Among the entries below, one stretch runs from the line that contains "Target: coffee maker" through the line that contains "Target: stainless steel range". Repeat that stretch exactly, ends included, and only that.
━━━━━━━━━━━━━━━━━━━━━━━━━━━━━━
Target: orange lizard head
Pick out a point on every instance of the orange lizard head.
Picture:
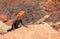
(19, 15)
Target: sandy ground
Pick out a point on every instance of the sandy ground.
(42, 31)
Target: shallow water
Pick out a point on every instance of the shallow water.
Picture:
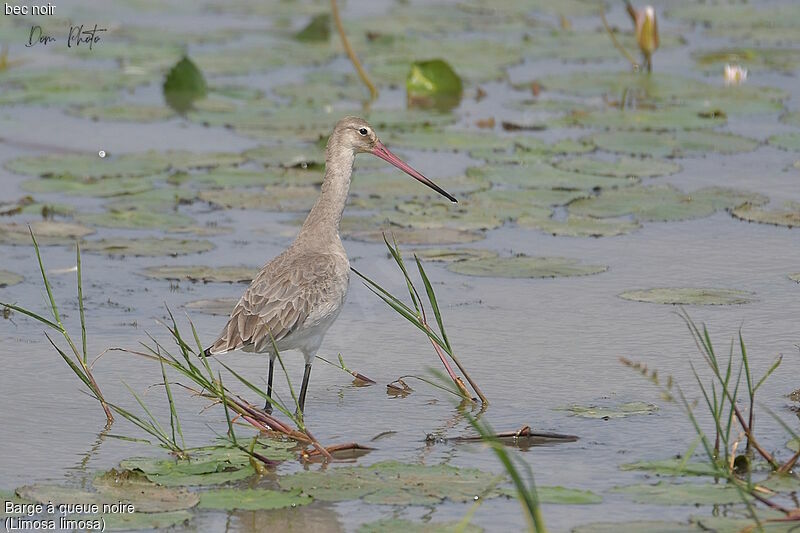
(534, 345)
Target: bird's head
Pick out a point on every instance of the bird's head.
(356, 134)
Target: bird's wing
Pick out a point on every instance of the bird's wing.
(279, 300)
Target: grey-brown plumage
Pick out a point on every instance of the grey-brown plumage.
(297, 295)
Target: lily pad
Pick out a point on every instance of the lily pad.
(621, 167)
(662, 202)
(183, 85)
(415, 236)
(396, 525)
(215, 307)
(9, 278)
(135, 219)
(251, 499)
(689, 296)
(672, 467)
(391, 482)
(787, 141)
(226, 274)
(270, 198)
(675, 144)
(623, 410)
(146, 246)
(664, 493)
(789, 216)
(46, 231)
(525, 267)
(638, 526)
(451, 255)
(538, 174)
(580, 226)
(147, 497)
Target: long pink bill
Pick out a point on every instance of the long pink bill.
(381, 151)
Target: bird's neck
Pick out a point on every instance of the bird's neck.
(327, 212)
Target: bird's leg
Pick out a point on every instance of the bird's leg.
(268, 406)
(304, 388)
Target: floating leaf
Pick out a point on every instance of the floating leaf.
(681, 494)
(676, 144)
(787, 141)
(789, 216)
(135, 219)
(147, 497)
(639, 526)
(622, 410)
(433, 83)
(580, 226)
(9, 278)
(620, 167)
(270, 198)
(391, 482)
(662, 202)
(672, 467)
(226, 274)
(689, 296)
(46, 231)
(215, 307)
(184, 85)
(396, 525)
(146, 246)
(317, 30)
(251, 499)
(525, 267)
(450, 255)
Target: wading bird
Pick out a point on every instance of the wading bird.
(296, 297)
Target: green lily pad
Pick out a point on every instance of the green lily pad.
(623, 410)
(668, 118)
(672, 467)
(135, 219)
(538, 174)
(93, 187)
(448, 140)
(662, 202)
(396, 525)
(147, 497)
(631, 167)
(46, 231)
(431, 82)
(251, 499)
(270, 198)
(681, 494)
(451, 255)
(689, 296)
(227, 274)
(213, 307)
(638, 526)
(146, 246)
(123, 112)
(184, 85)
(787, 141)
(391, 482)
(675, 144)
(525, 267)
(416, 236)
(580, 226)
(317, 30)
(9, 278)
(789, 216)
(9, 496)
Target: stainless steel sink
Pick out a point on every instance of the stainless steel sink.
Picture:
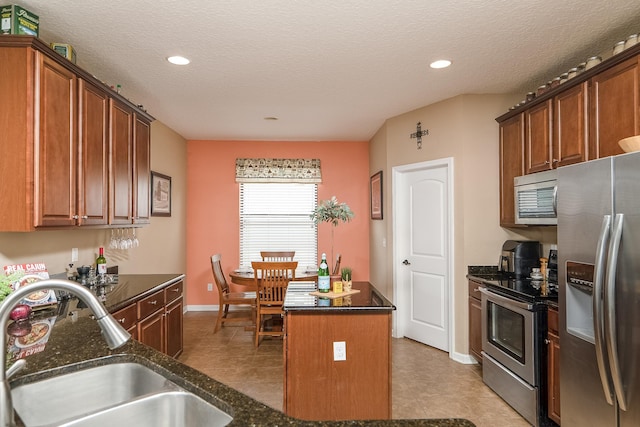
(111, 392)
(170, 409)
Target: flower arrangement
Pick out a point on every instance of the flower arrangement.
(333, 212)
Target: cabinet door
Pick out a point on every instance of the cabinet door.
(92, 168)
(475, 328)
(55, 188)
(570, 126)
(511, 165)
(537, 153)
(151, 331)
(553, 376)
(614, 108)
(120, 164)
(173, 328)
(141, 172)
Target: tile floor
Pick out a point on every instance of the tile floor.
(426, 383)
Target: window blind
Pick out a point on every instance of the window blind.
(276, 217)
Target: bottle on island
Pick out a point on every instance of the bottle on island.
(324, 281)
(101, 263)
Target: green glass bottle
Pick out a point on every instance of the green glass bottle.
(101, 263)
(324, 281)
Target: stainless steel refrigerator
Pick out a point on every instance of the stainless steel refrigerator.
(599, 291)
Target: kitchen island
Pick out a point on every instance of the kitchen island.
(76, 343)
(337, 353)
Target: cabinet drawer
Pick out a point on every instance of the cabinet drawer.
(127, 316)
(473, 289)
(552, 320)
(173, 292)
(150, 304)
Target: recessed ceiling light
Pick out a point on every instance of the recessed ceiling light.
(441, 63)
(178, 60)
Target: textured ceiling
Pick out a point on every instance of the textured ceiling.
(328, 69)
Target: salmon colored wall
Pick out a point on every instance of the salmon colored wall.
(213, 206)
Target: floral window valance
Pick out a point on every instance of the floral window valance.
(278, 170)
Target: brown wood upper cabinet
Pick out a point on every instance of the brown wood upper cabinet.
(556, 131)
(71, 146)
(511, 165)
(582, 119)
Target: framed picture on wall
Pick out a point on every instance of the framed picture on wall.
(160, 194)
(376, 195)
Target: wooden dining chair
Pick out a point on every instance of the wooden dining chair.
(336, 268)
(277, 255)
(228, 298)
(271, 280)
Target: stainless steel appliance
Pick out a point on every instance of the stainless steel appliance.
(535, 198)
(518, 257)
(513, 352)
(599, 292)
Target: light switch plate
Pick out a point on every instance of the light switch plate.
(339, 351)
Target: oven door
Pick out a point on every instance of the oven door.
(508, 334)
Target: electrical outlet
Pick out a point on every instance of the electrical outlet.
(339, 351)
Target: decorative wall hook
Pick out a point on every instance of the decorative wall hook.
(418, 134)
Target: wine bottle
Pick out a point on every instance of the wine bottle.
(324, 281)
(101, 263)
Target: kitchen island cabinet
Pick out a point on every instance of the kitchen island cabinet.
(68, 153)
(323, 382)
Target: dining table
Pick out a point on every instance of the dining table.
(245, 277)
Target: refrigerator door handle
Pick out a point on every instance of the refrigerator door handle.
(599, 272)
(610, 311)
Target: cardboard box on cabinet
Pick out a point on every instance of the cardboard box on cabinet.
(15, 19)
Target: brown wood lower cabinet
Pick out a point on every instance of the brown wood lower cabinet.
(156, 320)
(553, 367)
(317, 387)
(475, 321)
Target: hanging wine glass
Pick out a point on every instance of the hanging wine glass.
(136, 242)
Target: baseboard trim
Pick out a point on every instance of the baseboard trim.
(465, 359)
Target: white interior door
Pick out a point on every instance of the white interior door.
(422, 223)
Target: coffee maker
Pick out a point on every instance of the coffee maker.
(518, 257)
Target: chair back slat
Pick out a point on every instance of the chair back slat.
(218, 274)
(272, 279)
(277, 255)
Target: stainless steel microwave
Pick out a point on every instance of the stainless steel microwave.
(536, 198)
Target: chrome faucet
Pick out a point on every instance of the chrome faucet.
(114, 334)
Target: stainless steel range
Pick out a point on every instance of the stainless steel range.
(514, 330)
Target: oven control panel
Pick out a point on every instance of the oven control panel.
(580, 275)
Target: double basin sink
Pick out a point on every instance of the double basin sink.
(125, 393)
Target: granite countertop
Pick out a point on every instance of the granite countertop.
(76, 343)
(367, 298)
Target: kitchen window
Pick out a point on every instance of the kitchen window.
(276, 217)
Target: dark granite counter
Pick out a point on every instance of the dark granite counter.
(76, 343)
(367, 299)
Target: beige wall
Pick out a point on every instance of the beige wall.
(463, 128)
(162, 243)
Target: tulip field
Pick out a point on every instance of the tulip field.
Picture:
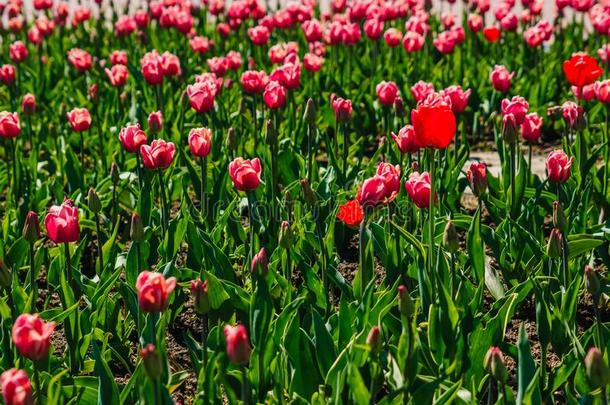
(354, 201)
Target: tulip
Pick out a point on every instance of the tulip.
(153, 291)
(581, 69)
(132, 138)
(245, 173)
(79, 119)
(418, 188)
(16, 387)
(10, 126)
(158, 155)
(61, 223)
(500, 78)
(238, 344)
(558, 166)
(434, 123)
(32, 336)
(405, 140)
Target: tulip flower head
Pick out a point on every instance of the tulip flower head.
(154, 290)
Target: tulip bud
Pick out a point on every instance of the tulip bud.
(559, 217)
(554, 246)
(592, 283)
(373, 340)
(405, 302)
(271, 137)
(152, 361)
(5, 275)
(31, 227)
(308, 193)
(231, 140)
(93, 201)
(286, 235)
(114, 173)
(494, 364)
(310, 112)
(199, 290)
(451, 241)
(596, 368)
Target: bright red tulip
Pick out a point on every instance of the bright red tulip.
(418, 188)
(200, 141)
(405, 140)
(62, 223)
(16, 387)
(158, 155)
(238, 344)
(558, 166)
(434, 123)
(581, 69)
(153, 291)
(245, 173)
(32, 336)
(10, 126)
(79, 119)
(351, 213)
(132, 137)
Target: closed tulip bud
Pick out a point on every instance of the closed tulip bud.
(5, 275)
(286, 235)
(152, 361)
(31, 227)
(136, 230)
(310, 112)
(553, 248)
(231, 140)
(596, 368)
(271, 136)
(559, 217)
(450, 238)
(308, 193)
(199, 290)
(114, 173)
(494, 364)
(93, 201)
(373, 340)
(405, 302)
(592, 283)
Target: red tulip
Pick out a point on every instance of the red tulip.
(28, 104)
(7, 74)
(434, 123)
(500, 78)
(558, 166)
(153, 291)
(200, 141)
(238, 344)
(418, 188)
(62, 223)
(245, 173)
(274, 95)
(531, 128)
(254, 82)
(117, 75)
(351, 213)
(158, 155)
(405, 140)
(581, 69)
(16, 387)
(132, 137)
(32, 336)
(387, 92)
(9, 125)
(80, 119)
(80, 59)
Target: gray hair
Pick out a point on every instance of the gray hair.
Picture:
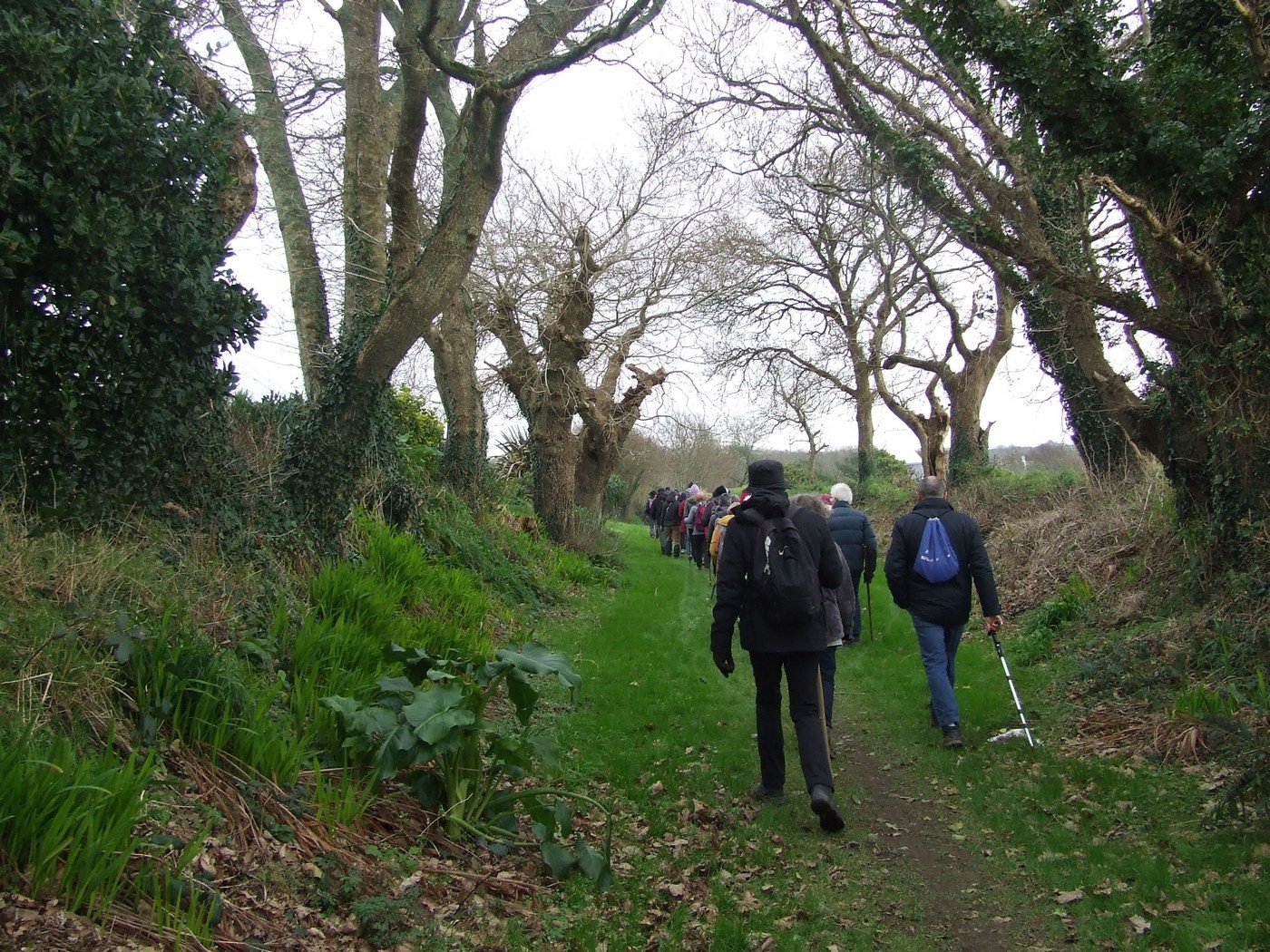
(931, 486)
━━━━━━━━━━━━━━━━━━━━━━━━━━━━━━
- _YOUR RESPONSE_:
Target: coffee maker
Pick out a point on every instance of the coffee maker.
(518, 257)
Target: chair back slat
Pick out a point on every instance of the chair back slat.
(218, 274)
(272, 279)
(277, 255)
Target: stainless steel microwave
Pick out a point on every instance of the stainless steel microwave.
(536, 198)
Target: chrome faucet
Pick out a point on every instance of the chrome faucet.
(114, 334)
Target: stainless steel range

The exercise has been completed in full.